:: RECORD EXCERPTS

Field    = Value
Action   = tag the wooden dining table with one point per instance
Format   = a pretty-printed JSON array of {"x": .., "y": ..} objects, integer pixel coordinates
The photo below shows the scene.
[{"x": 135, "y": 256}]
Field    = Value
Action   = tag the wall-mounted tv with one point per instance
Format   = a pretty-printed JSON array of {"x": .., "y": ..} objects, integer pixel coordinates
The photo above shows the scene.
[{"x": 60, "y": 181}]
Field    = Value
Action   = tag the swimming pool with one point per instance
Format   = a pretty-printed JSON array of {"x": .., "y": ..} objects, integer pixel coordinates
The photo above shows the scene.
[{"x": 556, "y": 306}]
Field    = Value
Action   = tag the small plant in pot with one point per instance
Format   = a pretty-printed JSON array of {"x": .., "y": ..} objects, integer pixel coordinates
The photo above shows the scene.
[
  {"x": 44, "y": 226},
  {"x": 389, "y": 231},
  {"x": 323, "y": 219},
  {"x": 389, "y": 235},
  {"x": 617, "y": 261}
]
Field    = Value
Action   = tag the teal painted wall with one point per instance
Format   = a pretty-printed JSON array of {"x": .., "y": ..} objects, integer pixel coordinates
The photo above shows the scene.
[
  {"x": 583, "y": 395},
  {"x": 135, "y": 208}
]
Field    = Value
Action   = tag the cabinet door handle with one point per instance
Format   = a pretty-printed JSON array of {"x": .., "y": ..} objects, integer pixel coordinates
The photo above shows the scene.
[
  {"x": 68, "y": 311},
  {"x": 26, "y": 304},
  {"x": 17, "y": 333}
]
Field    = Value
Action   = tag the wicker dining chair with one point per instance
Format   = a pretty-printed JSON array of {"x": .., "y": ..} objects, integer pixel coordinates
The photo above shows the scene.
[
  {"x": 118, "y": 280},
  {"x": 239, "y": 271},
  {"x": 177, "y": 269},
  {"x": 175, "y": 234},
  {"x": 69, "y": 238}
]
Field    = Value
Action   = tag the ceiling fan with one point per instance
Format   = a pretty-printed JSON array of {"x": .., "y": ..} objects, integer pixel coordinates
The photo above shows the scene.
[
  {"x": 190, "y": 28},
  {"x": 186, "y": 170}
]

::::

Lines with "wall" in them are what the answer must contain; copy each from the records above.

Action   = tag the wall-mounted tv with one point per instance
Action   = tag the teal painted wall with one point per instance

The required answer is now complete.